Please return the lines below unchanged, character for character.

*-*-*

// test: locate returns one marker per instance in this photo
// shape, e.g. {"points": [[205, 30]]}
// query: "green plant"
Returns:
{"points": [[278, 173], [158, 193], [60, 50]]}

*-*-*

• [REPLY]
// test: locate returns one marker per instance in this photo
// shape, e.g. {"points": [[205, 30]]}
// query: "green plant"
Returns:
{"points": [[278, 173], [158, 193], [60, 50]]}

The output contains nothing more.